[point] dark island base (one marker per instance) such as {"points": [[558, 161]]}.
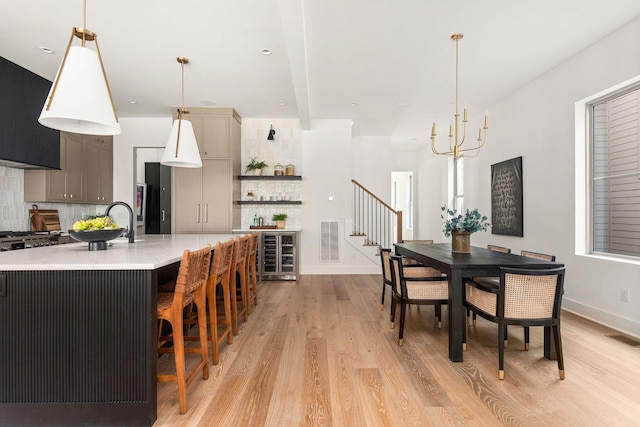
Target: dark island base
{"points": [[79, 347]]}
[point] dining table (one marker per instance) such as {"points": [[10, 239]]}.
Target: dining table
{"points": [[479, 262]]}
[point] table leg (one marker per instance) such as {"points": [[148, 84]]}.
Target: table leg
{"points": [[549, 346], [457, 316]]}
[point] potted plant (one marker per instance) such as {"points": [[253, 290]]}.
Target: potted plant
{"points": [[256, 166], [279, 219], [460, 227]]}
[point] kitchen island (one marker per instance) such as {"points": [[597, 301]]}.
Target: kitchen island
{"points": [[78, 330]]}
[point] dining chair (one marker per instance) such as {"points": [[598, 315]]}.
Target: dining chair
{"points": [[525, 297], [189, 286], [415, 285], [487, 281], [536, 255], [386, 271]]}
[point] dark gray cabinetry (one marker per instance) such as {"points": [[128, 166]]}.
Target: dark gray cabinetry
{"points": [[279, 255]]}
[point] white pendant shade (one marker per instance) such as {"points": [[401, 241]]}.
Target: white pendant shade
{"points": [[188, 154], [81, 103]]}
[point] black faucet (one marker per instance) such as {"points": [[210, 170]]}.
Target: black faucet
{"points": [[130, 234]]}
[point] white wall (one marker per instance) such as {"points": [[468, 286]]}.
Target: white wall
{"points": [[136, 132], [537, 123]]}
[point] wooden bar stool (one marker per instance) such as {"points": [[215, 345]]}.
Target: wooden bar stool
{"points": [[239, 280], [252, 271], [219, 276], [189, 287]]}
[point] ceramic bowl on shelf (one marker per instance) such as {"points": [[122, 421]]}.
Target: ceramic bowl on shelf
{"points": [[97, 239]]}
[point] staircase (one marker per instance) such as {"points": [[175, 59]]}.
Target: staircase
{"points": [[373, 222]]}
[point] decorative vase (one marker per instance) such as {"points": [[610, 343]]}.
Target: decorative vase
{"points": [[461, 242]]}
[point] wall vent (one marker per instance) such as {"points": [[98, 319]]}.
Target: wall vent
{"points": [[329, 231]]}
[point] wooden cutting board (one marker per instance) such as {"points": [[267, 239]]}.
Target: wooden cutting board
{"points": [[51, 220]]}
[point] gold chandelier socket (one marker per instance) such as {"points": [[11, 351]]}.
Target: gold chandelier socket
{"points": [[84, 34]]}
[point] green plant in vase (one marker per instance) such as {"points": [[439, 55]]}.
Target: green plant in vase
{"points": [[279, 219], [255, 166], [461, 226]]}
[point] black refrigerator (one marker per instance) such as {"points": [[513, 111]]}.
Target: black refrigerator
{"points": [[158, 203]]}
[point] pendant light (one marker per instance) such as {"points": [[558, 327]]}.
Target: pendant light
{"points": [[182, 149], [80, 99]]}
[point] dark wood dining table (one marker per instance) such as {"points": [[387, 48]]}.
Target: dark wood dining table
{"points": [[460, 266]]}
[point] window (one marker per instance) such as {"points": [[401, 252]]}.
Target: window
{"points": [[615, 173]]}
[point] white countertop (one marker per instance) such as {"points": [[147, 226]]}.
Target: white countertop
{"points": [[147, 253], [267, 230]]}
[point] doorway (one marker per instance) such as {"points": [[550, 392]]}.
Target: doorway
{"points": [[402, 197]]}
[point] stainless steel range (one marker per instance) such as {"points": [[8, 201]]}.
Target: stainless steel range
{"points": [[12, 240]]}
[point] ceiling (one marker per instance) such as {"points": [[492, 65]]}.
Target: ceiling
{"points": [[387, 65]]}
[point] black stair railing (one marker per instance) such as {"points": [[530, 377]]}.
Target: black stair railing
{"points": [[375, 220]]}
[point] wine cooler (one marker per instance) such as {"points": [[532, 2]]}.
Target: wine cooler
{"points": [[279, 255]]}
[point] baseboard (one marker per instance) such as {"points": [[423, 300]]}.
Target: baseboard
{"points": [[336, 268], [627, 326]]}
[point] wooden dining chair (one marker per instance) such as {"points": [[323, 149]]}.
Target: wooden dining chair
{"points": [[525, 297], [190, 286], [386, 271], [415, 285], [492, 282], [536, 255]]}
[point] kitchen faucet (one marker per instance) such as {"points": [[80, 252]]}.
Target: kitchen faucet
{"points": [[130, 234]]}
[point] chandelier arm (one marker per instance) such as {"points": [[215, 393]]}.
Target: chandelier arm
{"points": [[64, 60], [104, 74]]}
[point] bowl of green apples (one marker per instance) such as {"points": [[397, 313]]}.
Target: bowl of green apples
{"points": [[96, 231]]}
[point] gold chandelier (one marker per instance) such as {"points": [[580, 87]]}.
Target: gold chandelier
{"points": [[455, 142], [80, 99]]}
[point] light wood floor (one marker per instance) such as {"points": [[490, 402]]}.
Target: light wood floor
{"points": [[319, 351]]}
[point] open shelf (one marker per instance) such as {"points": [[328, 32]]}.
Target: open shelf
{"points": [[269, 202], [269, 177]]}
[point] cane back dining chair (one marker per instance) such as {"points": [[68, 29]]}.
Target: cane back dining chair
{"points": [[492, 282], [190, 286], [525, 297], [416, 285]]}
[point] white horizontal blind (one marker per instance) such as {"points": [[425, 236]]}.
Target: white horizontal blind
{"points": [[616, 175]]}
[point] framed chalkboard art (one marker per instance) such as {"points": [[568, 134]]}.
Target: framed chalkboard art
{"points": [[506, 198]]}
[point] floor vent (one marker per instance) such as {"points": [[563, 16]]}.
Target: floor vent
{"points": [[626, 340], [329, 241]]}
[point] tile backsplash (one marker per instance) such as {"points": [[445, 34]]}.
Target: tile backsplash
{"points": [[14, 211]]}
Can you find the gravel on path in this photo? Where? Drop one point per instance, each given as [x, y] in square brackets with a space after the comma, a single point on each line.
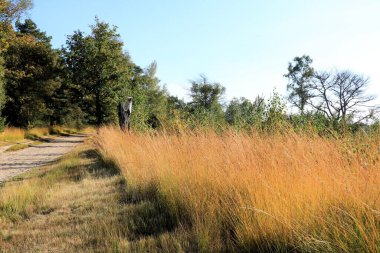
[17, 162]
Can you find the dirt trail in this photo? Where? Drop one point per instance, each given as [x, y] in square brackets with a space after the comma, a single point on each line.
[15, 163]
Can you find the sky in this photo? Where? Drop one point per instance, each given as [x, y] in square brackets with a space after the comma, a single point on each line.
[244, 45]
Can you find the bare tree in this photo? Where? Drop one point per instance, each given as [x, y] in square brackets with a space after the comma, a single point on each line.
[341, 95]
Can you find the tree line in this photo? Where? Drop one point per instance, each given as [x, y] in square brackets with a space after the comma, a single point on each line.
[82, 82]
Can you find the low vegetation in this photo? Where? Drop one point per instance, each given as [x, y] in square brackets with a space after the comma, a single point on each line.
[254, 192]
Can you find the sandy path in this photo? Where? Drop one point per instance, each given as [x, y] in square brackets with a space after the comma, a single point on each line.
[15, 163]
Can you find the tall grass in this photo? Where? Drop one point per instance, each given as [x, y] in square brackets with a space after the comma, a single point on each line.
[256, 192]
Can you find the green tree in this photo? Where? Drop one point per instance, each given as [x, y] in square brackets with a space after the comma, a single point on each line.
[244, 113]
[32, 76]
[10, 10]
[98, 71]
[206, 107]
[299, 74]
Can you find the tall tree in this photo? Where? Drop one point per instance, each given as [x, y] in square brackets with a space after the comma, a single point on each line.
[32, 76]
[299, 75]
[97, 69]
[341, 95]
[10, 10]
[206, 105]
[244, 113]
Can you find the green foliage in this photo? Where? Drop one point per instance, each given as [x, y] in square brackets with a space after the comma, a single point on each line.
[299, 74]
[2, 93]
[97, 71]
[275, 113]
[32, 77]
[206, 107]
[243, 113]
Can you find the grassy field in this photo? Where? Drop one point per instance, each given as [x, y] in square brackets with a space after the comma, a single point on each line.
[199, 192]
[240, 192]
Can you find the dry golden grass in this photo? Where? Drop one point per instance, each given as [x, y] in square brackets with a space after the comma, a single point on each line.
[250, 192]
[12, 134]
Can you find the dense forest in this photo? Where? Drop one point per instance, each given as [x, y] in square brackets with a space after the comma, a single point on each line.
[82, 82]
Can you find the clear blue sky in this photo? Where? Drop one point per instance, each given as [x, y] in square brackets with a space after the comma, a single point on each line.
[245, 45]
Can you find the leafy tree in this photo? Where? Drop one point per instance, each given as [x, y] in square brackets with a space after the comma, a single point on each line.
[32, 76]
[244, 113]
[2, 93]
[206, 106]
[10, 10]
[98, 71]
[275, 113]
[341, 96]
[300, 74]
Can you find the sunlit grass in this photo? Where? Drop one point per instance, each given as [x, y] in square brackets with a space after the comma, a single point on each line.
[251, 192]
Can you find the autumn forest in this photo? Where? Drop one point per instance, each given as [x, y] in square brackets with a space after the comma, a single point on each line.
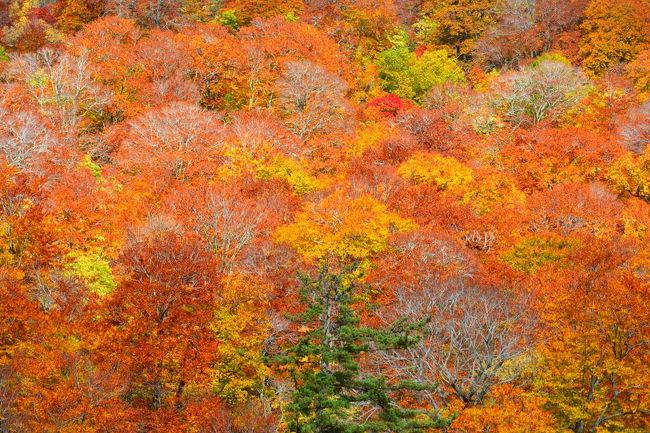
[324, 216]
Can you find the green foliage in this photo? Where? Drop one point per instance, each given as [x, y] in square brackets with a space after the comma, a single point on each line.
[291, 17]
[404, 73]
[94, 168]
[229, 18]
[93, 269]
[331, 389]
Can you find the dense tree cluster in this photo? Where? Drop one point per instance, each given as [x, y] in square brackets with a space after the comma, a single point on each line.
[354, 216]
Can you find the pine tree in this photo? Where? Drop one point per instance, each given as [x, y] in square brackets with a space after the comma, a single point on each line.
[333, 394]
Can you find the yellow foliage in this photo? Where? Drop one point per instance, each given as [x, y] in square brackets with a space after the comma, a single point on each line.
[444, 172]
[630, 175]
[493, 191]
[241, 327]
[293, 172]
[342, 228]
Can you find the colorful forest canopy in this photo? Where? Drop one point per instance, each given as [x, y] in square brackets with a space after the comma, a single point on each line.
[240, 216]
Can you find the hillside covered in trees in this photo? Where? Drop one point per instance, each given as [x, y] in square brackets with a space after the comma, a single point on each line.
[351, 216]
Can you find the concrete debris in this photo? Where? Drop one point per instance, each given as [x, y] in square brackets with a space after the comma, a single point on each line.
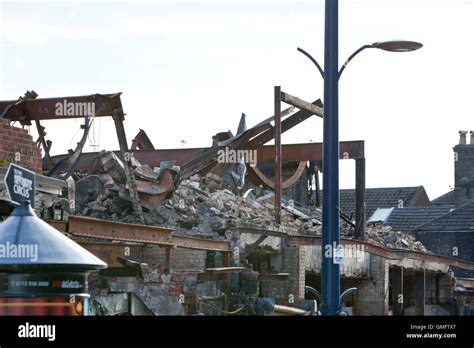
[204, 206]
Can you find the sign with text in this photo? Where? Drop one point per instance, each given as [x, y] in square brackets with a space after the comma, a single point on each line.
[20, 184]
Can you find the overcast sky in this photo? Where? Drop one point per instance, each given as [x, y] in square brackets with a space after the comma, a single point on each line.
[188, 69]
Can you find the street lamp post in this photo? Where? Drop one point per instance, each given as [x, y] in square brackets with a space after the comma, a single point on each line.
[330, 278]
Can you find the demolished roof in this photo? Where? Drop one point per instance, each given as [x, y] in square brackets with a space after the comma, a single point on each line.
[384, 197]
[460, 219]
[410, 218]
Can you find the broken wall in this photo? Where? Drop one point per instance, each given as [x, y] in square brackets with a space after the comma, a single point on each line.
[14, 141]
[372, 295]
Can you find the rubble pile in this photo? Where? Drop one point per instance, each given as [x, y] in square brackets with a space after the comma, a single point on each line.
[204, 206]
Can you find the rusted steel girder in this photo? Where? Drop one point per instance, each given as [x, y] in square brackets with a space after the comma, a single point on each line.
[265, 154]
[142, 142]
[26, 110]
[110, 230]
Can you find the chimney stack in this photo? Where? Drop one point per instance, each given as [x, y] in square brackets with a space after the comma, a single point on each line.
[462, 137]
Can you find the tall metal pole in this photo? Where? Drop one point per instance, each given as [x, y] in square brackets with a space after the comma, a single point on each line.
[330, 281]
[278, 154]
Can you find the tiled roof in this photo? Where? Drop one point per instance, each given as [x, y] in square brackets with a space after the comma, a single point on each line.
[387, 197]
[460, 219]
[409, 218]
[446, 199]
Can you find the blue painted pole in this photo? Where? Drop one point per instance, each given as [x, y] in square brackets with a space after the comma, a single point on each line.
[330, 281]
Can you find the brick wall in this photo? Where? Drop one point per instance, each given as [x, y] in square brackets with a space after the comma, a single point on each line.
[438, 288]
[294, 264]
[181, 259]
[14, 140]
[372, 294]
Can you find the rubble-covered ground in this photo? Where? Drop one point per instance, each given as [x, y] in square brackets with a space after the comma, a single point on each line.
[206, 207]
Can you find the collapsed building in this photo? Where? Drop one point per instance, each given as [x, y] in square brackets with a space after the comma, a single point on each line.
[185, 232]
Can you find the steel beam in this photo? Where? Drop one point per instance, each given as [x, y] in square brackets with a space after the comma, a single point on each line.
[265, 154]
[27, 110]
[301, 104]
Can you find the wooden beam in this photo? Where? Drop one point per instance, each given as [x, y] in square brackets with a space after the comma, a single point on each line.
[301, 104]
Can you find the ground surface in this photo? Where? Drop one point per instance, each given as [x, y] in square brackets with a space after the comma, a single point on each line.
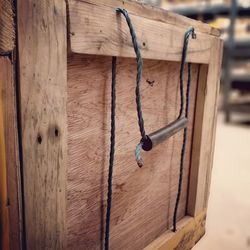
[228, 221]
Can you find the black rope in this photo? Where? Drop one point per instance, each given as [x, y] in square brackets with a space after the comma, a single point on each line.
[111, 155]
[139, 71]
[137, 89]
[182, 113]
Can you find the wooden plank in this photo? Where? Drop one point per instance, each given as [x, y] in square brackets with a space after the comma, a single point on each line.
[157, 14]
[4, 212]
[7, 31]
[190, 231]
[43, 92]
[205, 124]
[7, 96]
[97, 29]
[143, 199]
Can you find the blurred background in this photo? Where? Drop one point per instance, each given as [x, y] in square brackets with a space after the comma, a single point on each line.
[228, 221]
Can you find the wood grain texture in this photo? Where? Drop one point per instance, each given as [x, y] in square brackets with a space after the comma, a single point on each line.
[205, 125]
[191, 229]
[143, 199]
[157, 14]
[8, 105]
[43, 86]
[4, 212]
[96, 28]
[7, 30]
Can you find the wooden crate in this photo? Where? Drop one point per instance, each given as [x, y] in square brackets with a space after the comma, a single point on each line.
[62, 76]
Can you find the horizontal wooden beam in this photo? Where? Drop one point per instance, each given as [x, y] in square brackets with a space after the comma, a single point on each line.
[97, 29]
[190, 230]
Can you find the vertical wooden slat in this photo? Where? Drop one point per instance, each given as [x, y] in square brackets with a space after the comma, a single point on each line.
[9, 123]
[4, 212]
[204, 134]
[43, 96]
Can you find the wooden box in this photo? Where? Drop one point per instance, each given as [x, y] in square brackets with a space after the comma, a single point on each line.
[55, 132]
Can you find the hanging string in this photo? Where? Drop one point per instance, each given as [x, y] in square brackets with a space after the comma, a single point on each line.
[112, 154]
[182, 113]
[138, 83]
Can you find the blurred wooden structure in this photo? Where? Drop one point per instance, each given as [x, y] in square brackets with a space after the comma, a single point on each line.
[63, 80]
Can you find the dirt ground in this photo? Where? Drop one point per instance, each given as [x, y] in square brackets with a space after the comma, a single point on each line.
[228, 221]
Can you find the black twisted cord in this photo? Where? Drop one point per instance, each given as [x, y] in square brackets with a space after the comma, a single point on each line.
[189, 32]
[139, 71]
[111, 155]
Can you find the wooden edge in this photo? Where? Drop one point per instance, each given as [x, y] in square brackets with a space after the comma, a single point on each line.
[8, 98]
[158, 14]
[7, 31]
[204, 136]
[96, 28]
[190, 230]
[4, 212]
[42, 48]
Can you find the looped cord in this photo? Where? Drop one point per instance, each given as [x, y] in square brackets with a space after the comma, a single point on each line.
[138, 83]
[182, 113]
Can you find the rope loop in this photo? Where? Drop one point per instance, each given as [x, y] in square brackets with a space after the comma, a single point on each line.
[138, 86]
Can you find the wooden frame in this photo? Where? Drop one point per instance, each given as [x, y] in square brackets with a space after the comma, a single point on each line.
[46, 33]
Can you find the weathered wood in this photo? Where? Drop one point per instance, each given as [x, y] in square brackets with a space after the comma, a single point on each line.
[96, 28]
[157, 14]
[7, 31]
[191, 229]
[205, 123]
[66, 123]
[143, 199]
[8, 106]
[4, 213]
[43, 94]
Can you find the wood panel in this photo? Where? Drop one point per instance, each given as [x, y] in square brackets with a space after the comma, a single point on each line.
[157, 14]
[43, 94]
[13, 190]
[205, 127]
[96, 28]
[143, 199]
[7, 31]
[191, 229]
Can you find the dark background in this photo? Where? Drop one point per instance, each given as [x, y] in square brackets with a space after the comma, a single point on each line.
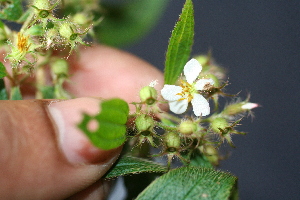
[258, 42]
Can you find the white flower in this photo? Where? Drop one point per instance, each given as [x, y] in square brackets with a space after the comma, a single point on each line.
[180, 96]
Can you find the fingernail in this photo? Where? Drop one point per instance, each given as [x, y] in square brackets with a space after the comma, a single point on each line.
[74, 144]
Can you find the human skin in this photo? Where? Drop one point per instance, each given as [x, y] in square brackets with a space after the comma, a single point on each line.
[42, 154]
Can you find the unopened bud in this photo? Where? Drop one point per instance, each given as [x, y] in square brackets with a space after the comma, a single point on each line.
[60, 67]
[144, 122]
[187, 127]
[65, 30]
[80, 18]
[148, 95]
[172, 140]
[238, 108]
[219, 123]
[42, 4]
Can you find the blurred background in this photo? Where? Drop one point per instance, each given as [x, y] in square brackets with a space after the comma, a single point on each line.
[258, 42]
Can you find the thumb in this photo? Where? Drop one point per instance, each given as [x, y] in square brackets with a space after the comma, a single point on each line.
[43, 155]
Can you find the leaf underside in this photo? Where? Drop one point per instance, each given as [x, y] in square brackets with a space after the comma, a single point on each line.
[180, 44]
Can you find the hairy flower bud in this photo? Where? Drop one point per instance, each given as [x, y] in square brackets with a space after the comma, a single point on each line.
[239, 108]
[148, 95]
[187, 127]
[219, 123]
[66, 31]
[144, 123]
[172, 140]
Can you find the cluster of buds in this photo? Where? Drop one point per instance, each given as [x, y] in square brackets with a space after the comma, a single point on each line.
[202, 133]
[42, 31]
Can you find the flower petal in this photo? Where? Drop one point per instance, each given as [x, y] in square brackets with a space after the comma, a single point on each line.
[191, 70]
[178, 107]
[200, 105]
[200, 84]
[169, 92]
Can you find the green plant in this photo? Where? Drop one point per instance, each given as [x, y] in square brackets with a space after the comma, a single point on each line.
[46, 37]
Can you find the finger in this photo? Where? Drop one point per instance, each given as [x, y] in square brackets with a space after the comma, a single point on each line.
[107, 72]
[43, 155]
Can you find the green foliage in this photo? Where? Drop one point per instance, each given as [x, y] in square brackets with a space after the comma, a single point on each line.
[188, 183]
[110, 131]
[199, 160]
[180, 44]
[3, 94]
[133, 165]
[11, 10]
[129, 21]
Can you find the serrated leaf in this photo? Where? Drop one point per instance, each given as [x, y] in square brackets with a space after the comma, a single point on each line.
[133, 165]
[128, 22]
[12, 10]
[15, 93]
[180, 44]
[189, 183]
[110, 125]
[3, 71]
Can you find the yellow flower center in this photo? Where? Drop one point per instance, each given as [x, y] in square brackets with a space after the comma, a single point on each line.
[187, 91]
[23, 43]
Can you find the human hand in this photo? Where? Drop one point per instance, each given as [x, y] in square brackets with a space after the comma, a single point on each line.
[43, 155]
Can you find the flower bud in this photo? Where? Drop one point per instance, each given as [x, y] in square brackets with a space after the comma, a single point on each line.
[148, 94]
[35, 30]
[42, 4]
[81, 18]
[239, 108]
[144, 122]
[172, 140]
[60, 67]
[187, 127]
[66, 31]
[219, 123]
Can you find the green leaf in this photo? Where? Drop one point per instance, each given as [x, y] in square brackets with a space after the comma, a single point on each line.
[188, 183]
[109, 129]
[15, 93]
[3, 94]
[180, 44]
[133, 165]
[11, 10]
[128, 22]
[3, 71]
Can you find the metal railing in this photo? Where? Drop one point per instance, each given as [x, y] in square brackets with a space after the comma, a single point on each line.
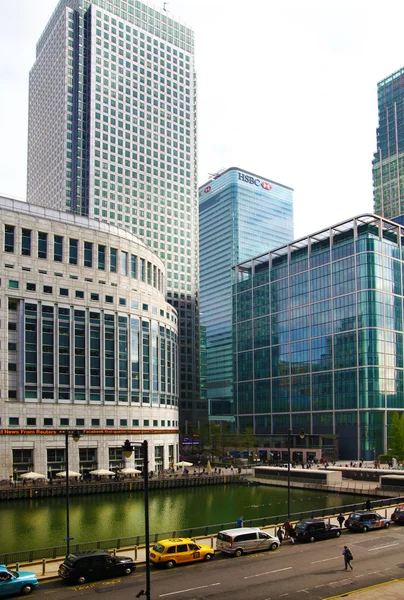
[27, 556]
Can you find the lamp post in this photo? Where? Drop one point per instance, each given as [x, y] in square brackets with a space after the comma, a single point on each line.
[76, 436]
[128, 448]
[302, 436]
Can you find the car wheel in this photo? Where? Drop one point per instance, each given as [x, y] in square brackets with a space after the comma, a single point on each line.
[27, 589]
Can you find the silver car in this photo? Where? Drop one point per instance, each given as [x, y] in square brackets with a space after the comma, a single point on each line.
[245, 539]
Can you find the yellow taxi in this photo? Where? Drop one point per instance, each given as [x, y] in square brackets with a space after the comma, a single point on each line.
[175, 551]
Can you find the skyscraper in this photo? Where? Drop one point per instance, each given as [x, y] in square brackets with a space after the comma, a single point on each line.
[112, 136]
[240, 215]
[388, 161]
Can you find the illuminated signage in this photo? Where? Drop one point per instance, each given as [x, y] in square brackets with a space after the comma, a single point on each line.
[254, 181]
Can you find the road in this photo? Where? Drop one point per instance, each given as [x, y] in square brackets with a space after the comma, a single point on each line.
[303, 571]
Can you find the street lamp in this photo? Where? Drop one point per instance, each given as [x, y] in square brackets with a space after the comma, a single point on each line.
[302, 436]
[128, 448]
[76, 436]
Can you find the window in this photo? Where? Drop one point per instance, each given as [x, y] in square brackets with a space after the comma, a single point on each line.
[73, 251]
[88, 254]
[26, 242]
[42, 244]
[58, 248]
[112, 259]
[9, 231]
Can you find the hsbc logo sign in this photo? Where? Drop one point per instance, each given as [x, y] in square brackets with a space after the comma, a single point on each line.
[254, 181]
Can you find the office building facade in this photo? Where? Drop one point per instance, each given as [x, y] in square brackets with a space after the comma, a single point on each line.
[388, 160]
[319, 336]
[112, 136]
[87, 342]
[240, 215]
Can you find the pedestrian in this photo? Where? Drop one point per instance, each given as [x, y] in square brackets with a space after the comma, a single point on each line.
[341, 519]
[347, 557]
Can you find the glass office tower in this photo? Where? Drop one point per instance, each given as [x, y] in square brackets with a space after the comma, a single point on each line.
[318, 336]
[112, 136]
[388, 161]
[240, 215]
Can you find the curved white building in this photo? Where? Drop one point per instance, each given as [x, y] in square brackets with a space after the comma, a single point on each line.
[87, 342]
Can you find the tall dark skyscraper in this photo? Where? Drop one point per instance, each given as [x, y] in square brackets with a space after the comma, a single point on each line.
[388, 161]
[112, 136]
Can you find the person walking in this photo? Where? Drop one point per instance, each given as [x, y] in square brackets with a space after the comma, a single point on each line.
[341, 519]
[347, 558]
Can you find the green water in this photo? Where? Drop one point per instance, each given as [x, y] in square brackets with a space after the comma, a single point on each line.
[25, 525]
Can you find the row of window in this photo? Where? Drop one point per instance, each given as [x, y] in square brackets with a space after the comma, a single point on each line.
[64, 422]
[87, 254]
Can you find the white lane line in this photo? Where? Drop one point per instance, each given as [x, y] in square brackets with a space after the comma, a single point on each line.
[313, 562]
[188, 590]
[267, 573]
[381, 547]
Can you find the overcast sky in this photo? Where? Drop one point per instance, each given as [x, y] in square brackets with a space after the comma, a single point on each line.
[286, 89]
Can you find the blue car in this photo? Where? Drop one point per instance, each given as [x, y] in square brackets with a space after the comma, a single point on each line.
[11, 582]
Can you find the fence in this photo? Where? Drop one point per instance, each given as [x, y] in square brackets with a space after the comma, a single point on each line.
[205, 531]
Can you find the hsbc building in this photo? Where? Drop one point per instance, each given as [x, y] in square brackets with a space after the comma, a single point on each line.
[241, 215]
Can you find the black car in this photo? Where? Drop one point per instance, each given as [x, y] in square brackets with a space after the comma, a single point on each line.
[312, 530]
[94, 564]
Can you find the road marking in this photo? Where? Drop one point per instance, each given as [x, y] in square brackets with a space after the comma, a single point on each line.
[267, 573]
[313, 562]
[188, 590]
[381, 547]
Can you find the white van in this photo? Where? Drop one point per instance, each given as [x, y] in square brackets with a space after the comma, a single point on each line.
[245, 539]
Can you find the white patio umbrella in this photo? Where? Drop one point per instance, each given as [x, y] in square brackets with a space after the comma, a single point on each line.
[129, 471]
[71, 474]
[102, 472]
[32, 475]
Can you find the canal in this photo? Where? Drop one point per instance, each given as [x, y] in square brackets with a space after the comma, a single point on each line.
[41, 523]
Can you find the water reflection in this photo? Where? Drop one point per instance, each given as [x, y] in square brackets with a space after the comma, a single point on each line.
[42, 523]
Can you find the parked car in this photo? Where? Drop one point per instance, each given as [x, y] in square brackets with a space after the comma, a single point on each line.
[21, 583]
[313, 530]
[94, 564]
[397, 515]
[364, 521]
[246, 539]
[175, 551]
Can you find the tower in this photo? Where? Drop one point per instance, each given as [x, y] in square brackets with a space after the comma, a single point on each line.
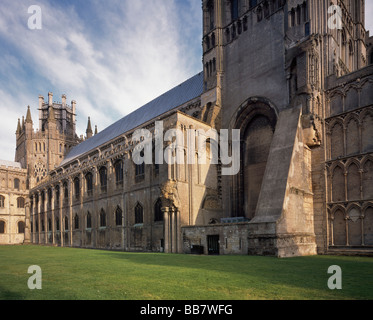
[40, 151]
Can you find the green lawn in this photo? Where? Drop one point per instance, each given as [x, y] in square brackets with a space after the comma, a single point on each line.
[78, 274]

## Task
Pictures are to be dropped; the lines from the start of the entries above through the line with "[point] potted plant" are to be given again verbatim.

## Answer below
[point] dark island base (one marker per instance) such as {"points": [[558, 161]]}.
Target: dark island base
{"points": [[79, 347]]}
[point] dining table (one marker per instance) such as {"points": [[10, 239]]}.
Target: dining table
{"points": [[479, 262]]}
[point] table leg (one marker per instance) such as {"points": [[148, 84]]}.
Target: table leg
{"points": [[549, 346], [457, 316]]}
[point] potted plant (one marker per instance) such as {"points": [[253, 290]]}.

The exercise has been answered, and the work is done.